Written request> Switch every occurrence of "segmenter" in the items below to "labeler", and reproduce all the items with everything else left as it is.

Data supplied>
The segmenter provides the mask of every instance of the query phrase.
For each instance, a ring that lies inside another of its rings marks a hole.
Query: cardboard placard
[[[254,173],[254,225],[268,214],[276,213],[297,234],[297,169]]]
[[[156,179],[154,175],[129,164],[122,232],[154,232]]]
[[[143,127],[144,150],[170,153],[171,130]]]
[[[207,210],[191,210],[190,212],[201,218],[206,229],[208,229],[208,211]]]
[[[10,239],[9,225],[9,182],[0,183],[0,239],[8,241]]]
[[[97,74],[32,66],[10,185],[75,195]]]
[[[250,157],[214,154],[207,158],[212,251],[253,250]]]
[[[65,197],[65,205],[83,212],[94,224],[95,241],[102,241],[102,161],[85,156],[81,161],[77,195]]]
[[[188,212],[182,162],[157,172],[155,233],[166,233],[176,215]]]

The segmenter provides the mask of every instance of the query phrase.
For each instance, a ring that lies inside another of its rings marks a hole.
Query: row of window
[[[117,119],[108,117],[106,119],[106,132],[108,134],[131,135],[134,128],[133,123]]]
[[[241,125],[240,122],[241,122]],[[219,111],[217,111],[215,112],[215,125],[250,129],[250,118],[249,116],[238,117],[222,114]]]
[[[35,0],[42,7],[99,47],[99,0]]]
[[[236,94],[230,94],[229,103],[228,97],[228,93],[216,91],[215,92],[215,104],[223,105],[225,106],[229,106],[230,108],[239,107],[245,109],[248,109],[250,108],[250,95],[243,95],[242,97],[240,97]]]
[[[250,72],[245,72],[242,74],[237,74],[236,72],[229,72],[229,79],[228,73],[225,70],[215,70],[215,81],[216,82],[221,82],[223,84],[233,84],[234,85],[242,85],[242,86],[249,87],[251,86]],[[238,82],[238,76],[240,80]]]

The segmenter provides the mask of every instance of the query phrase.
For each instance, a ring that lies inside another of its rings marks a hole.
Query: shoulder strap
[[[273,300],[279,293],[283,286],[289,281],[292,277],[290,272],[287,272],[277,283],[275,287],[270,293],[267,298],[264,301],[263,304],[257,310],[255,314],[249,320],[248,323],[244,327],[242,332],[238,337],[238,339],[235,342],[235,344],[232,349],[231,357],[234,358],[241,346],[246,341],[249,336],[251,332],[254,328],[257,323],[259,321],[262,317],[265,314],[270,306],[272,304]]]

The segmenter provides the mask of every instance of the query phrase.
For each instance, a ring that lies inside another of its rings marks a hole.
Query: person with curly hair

Solution for this exercise>
The labeler provides the mask of every instance of the query phrase.
For each instance, a ring that lies inside another of its rings marks a hole.
Query: cardboard placard
[[[254,173],[254,225],[268,214],[276,213],[297,234],[297,169]]]
[[[156,179],[154,175],[129,164],[122,232],[154,232]]]
[[[143,127],[144,150],[170,153],[171,130]]]
[[[207,210],[191,210],[190,212],[201,218],[206,229],[208,229],[208,211]]]
[[[10,239],[9,225],[9,182],[0,183],[0,239],[8,241]]]
[[[97,74],[32,66],[10,185],[75,195]]]
[[[250,157],[214,154],[207,158],[212,251],[253,250]]]
[[[65,197],[65,205],[83,212],[94,224],[95,241],[102,241],[102,161],[85,156],[81,161],[77,195]]]
[[[188,212],[182,162],[157,172],[155,233],[166,233],[176,215]]]

The labeler provides the mask of every instance of the query phrase.
For each instance, a ring that lies inside another of its rings marks a hole.
Query: row of window
[[[117,119],[108,117],[106,119],[106,132],[108,134],[131,135],[134,128],[133,123]]]
[[[241,125],[240,122],[241,122]],[[219,111],[217,111],[215,112],[215,125],[250,129],[250,118],[249,116],[238,117],[222,114]]]
[[[35,0],[42,7],[99,47],[99,0]]]
[[[236,94],[230,94],[229,103],[228,97],[228,93],[216,91],[215,92],[215,104],[223,105],[225,106],[229,106],[230,108],[239,107],[245,109],[248,109],[250,108],[250,95],[243,95],[242,97],[240,97]]]
[[[250,72],[245,72],[242,74],[237,74],[236,72],[229,72],[229,79],[228,73],[225,70],[215,70],[215,81],[216,82],[221,82],[223,84],[233,84],[234,85],[242,85],[242,86],[249,87],[251,86]],[[238,82],[238,76],[240,80]]]

The labeler provides the mask of every instance of the query phrase.
For each instance, a ring that lies inside another of its rings marks a hole.
Query: shoulder strap
[[[273,300],[279,293],[283,286],[289,281],[292,277],[290,272],[287,272],[277,283],[275,287],[270,293],[267,298],[264,301],[263,304],[257,310],[255,314],[249,320],[248,323],[244,327],[242,332],[238,337],[238,339],[235,342],[235,344],[232,349],[231,357],[234,358],[241,346],[246,341],[249,336],[251,332],[254,328],[257,323],[259,321],[262,317],[265,314],[270,306],[272,304]]]

The labeler provides the mask of every instance of the query phrase.
For each instance, a ring that lies inside another of its rings marks a hole.
Query: person with curly hair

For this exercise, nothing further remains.